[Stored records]

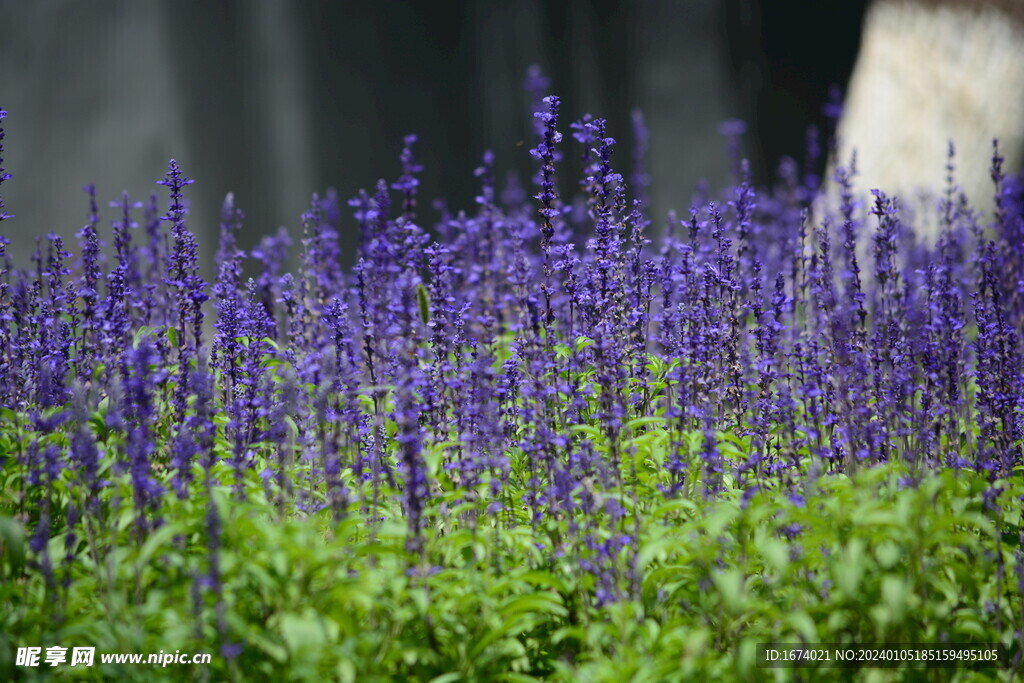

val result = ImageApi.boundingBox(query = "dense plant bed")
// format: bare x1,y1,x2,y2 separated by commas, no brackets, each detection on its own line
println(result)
0,88,1024,681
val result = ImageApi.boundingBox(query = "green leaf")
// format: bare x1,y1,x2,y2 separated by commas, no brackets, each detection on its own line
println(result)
711,568,743,610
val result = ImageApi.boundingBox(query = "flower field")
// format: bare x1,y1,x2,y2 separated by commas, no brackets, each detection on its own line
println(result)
0,87,1024,683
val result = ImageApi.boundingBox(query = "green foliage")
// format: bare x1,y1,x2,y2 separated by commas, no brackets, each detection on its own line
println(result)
0,428,1024,681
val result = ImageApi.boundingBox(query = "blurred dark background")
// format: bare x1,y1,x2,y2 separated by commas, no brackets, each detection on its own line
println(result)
0,0,865,274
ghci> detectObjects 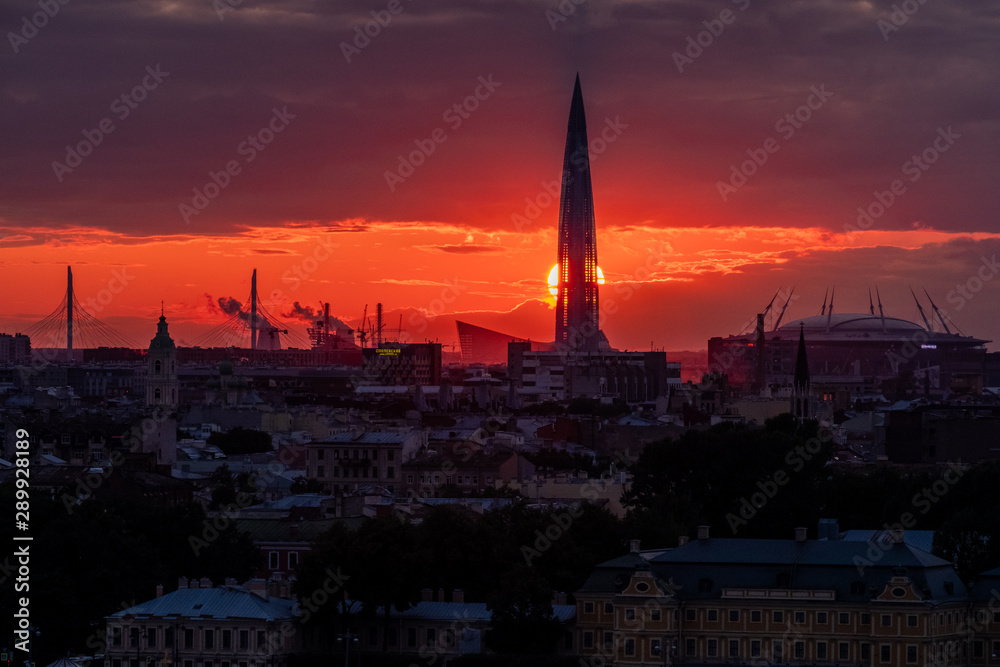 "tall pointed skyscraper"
[555,74,602,352]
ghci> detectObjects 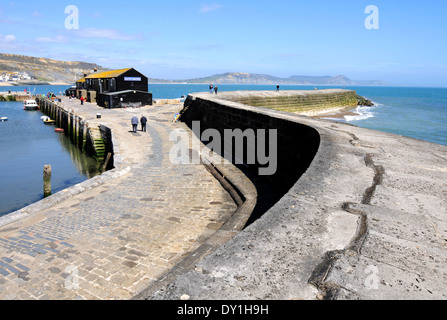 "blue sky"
[0,0,447,86]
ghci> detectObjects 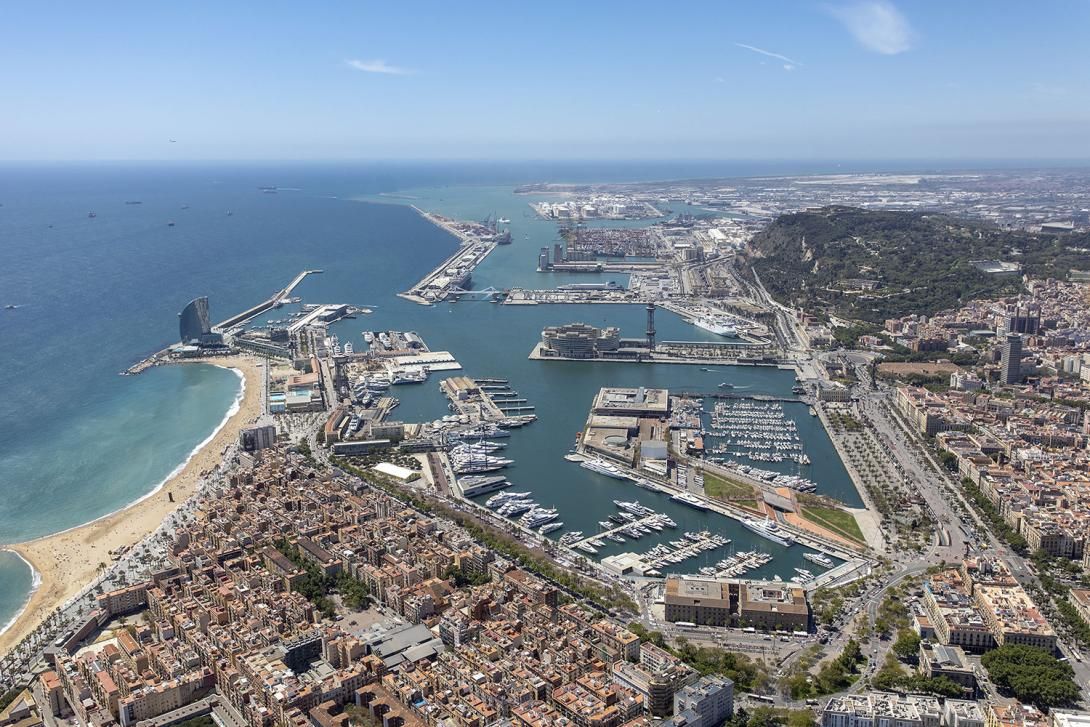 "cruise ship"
[692,318,738,338]
[670,493,707,510]
[802,553,833,568]
[579,460,628,480]
[742,518,795,545]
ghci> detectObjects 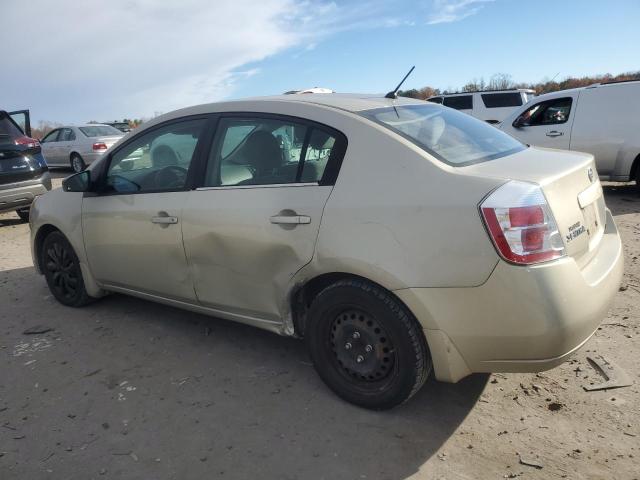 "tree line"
[398,71,640,100]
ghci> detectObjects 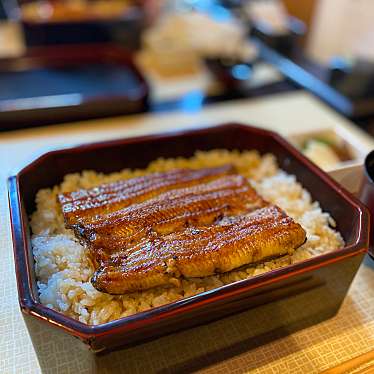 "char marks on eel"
[58,165,306,294]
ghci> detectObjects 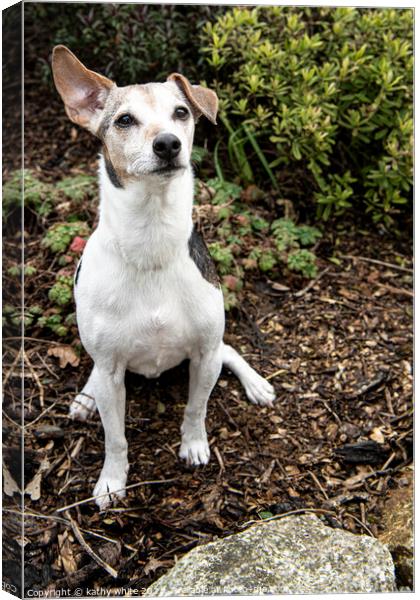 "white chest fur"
[76,159,224,377]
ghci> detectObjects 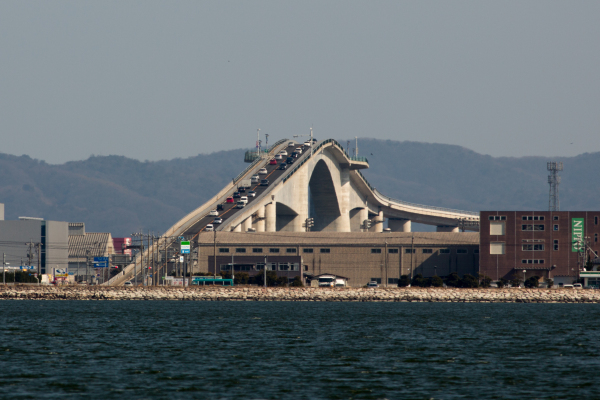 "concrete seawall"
[0,286,600,303]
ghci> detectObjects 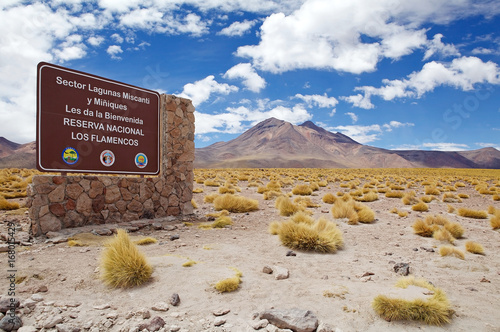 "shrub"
[458,208,488,219]
[465,241,484,255]
[322,193,337,204]
[372,276,454,326]
[214,194,259,213]
[292,184,313,195]
[274,196,304,217]
[411,202,429,212]
[278,218,344,253]
[0,196,20,210]
[215,269,242,293]
[101,229,153,287]
[439,246,465,259]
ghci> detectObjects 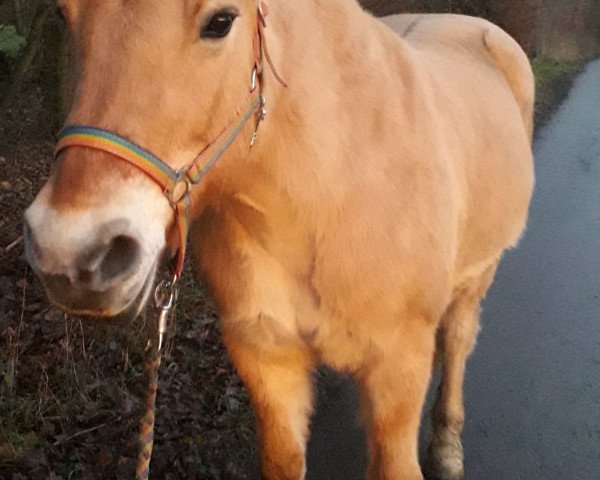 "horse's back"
[383,15,534,276]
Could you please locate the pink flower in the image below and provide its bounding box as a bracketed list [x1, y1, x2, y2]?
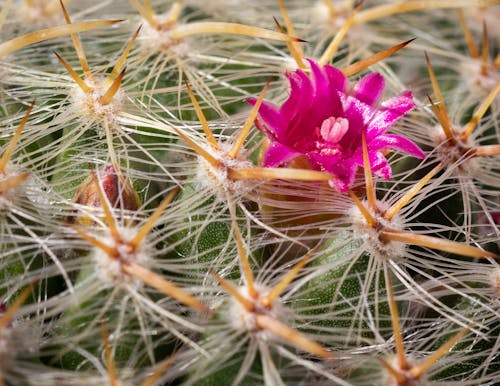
[249, 60, 425, 193]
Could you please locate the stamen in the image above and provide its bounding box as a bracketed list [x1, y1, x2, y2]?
[0, 101, 35, 173]
[169, 21, 303, 42]
[274, 0, 306, 69]
[101, 322, 118, 386]
[410, 328, 469, 378]
[481, 20, 490, 76]
[0, 20, 122, 57]
[340, 38, 416, 77]
[260, 250, 316, 307]
[108, 25, 142, 82]
[90, 169, 121, 241]
[0, 172, 31, 193]
[384, 163, 443, 221]
[210, 271, 255, 312]
[140, 352, 175, 386]
[318, 1, 363, 66]
[349, 190, 375, 228]
[457, 9, 479, 59]
[129, 186, 180, 249]
[384, 265, 409, 370]
[462, 82, 500, 140]
[59, 0, 92, 79]
[122, 261, 210, 312]
[172, 126, 221, 168]
[185, 81, 219, 151]
[68, 225, 118, 259]
[54, 51, 92, 94]
[99, 67, 127, 106]
[380, 229, 500, 259]
[361, 130, 377, 211]
[0, 285, 33, 332]
[130, 0, 159, 28]
[227, 167, 335, 181]
[255, 315, 333, 359]
[229, 203, 259, 299]
[227, 79, 271, 158]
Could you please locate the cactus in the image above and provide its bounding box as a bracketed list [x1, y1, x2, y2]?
[0, 0, 500, 386]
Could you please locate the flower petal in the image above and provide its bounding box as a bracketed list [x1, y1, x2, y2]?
[247, 98, 288, 140]
[367, 91, 415, 141]
[354, 72, 385, 106]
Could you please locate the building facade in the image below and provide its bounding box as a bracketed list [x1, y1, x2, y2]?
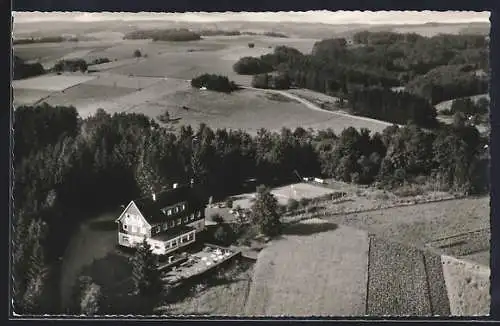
[115, 186, 206, 255]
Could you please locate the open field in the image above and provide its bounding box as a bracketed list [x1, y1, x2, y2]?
[442, 256, 490, 316]
[245, 221, 368, 316]
[367, 237, 432, 316]
[233, 183, 333, 208]
[12, 74, 96, 92]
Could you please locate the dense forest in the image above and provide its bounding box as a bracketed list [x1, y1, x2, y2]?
[233, 32, 489, 128]
[13, 104, 488, 312]
[191, 74, 238, 93]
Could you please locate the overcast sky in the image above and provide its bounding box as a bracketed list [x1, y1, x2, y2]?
[13, 10, 490, 24]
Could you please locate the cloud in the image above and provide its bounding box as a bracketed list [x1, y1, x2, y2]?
[13, 10, 490, 24]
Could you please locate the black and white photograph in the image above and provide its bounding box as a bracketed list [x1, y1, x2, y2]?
[10, 10, 491, 319]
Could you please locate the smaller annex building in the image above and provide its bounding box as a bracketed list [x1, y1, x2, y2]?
[115, 185, 206, 255]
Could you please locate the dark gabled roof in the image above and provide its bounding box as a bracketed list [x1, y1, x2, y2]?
[134, 186, 205, 223]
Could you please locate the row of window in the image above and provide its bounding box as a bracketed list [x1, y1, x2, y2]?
[155, 233, 194, 249]
[151, 211, 201, 235]
[161, 204, 186, 216]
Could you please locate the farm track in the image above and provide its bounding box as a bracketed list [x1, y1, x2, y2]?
[241, 86, 402, 127]
[93, 73, 402, 131]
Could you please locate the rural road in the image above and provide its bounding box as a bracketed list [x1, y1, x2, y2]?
[240, 86, 403, 127]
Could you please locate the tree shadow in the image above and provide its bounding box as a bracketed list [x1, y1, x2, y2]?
[89, 220, 117, 231]
[283, 222, 338, 235]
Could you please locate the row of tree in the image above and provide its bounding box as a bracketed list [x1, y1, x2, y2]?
[191, 74, 238, 93]
[52, 59, 88, 72]
[12, 36, 73, 45]
[233, 32, 488, 127]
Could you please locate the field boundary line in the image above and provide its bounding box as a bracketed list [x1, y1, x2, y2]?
[365, 233, 373, 315]
[244, 86, 403, 128]
[428, 227, 491, 245]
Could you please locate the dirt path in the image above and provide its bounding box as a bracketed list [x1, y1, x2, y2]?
[242, 86, 402, 127]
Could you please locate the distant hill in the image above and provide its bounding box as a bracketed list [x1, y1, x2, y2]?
[13, 20, 490, 39]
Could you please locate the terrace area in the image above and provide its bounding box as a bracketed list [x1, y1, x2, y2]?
[162, 244, 241, 284]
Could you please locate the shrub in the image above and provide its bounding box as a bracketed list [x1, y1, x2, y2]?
[287, 198, 299, 212]
[157, 110, 170, 123]
[252, 74, 269, 89]
[299, 197, 311, 207]
[91, 58, 111, 65]
[214, 224, 234, 246]
[123, 28, 201, 42]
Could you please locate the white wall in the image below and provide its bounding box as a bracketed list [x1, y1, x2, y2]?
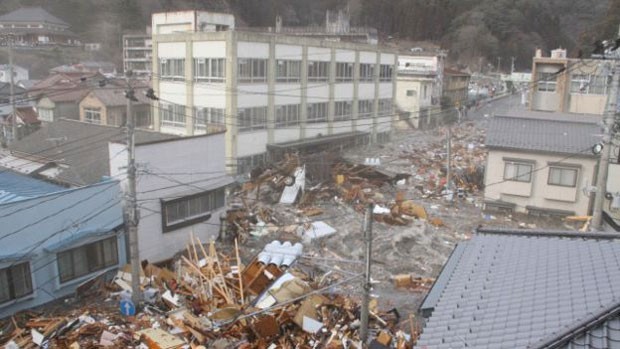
[110, 133, 231, 262]
[484, 149, 596, 215]
[192, 41, 226, 58]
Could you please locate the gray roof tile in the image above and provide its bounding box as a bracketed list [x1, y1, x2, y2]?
[416, 232, 620, 349]
[486, 116, 602, 156]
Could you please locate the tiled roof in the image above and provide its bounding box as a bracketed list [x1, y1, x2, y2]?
[416, 230, 620, 349]
[10, 119, 178, 185]
[0, 7, 69, 27]
[486, 116, 602, 156]
[0, 167, 66, 204]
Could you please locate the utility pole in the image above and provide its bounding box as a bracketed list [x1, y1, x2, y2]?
[360, 204, 373, 345]
[125, 70, 142, 306]
[592, 60, 620, 231]
[7, 34, 18, 143]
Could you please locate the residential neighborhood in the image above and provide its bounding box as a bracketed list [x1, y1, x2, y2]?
[0, 0, 620, 349]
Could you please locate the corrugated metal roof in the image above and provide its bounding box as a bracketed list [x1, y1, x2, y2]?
[486, 116, 602, 156]
[0, 167, 66, 204]
[416, 232, 620, 349]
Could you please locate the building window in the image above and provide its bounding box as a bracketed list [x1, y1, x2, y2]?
[276, 104, 299, 127]
[237, 58, 267, 83]
[159, 103, 185, 127]
[360, 63, 375, 82]
[306, 102, 329, 124]
[379, 64, 394, 82]
[570, 74, 607, 95]
[357, 99, 375, 119]
[536, 73, 557, 92]
[379, 98, 393, 116]
[504, 161, 532, 182]
[334, 101, 352, 121]
[159, 58, 185, 80]
[0, 262, 33, 303]
[161, 187, 225, 232]
[194, 107, 224, 131]
[56, 236, 118, 283]
[336, 62, 353, 82]
[308, 62, 330, 82]
[547, 167, 577, 187]
[194, 58, 226, 82]
[39, 108, 54, 122]
[276, 59, 301, 82]
[237, 107, 267, 131]
[84, 108, 101, 124]
[237, 153, 266, 174]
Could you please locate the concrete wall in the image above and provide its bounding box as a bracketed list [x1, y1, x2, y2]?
[109, 133, 232, 262]
[0, 181, 126, 318]
[484, 149, 596, 215]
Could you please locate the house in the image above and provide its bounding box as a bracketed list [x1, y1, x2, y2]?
[415, 228, 620, 349]
[0, 64, 29, 84]
[152, 11, 396, 173]
[0, 172, 126, 318]
[530, 49, 613, 115]
[0, 7, 80, 48]
[123, 27, 153, 77]
[484, 113, 600, 215]
[0, 105, 41, 139]
[396, 51, 446, 128]
[50, 61, 116, 78]
[109, 131, 233, 262]
[28, 73, 99, 122]
[441, 68, 471, 108]
[6, 119, 177, 186]
[79, 87, 151, 128]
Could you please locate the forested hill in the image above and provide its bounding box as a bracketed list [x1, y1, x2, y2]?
[0, 0, 620, 68]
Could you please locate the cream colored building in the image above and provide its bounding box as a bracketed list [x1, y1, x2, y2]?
[484, 116, 600, 215]
[530, 49, 613, 115]
[152, 11, 397, 173]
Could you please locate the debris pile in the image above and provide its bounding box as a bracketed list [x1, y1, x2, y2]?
[0, 237, 413, 349]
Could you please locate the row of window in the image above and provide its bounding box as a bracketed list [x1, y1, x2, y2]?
[0, 236, 118, 303]
[536, 73, 608, 95]
[162, 188, 225, 232]
[159, 58, 393, 83]
[160, 98, 392, 131]
[504, 161, 578, 188]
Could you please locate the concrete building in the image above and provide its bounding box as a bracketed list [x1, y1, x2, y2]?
[0, 175, 126, 318]
[530, 49, 612, 115]
[123, 28, 153, 77]
[396, 52, 446, 128]
[0, 64, 29, 84]
[109, 132, 233, 262]
[484, 115, 600, 216]
[152, 11, 396, 173]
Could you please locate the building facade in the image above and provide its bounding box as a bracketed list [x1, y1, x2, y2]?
[530, 49, 612, 115]
[109, 132, 233, 262]
[396, 52, 446, 128]
[0, 178, 127, 318]
[123, 31, 153, 76]
[152, 14, 397, 173]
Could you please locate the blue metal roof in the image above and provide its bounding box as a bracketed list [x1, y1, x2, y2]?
[0, 168, 67, 204]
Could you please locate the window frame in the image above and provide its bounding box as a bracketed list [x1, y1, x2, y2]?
[504, 160, 534, 183]
[160, 187, 226, 233]
[547, 165, 579, 188]
[0, 261, 35, 304]
[84, 107, 102, 125]
[56, 235, 119, 285]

* [INSTRUCTIONS TO FOLLOW]: Rewrite every line of the data above, from the line containing "Could you please locate the open" down to and including the line containing "[283, 222, 338, 235]". Raise each bounding-box coordinate by 83 and leave all other text unchanged.

* [PROBLEM SOLUTION]:
Could you please locate the open field in the image above and provide its bounding box as a bracketed list [x1, y1, x2, y2]?
[525, 339, 573, 399]
[328, 304, 451, 399]
[450, 320, 515, 399]
[316, 266, 416, 291]
[95, 157, 179, 175]
Could you please locate the dense forest in the image above and provide its bounding box as a bracketed list [x1, y1, x2, y2]?
[316, 115, 572, 211]
[96, 187, 571, 395]
[274, 157, 321, 176]
Could you please locate the overcast sky in the image above and provide its bounding box as a bracketed list [x1, y1, x2, y2]?
[96, 93, 573, 107]
Could you please locate the cloud in the image above and provide its bounding box as a bracketed list [x1, y1, x2, y2]?
[96, 93, 573, 107]
Could you please locate the black and white photograph in the image above and provide its bounding box as a bracketed list [x1, y1, x2, y2]?
[93, 93, 574, 402]
Could you please locate the smaller annex building in the image above and provide its bounding box as a bracketed list [x1, y1, x2, y2]?
[198, 268, 289, 338]
Could you please locate the dark gabled roof in the image above and provide its bounding box as a bracketed list [x1, y1, x2, y2]?
[217, 269, 288, 306]
Could you please locate the row of window in the image above and provide its bounding box as a bracketed list [x1, y1, x2, y2]?
[238, 316, 277, 332]
[234, 294, 284, 318]
[244, 287, 269, 299]
Could you please locate the farm track in the image above and provide its bounding box as a bracketed list [x1, y1, x2, y2]?
[324, 169, 485, 210]
[176, 156, 485, 214]
Could you please locate the rural road in the image above and provide its bounding box as a bracketed list [x1, y1, x2, y2]?
[323, 169, 486, 210]
Could you please locate the tree shadow in the image above and provide its bounding box as a bracketed list [x1, y1, x2, y2]?
[172, 303, 200, 314]
[366, 305, 421, 318]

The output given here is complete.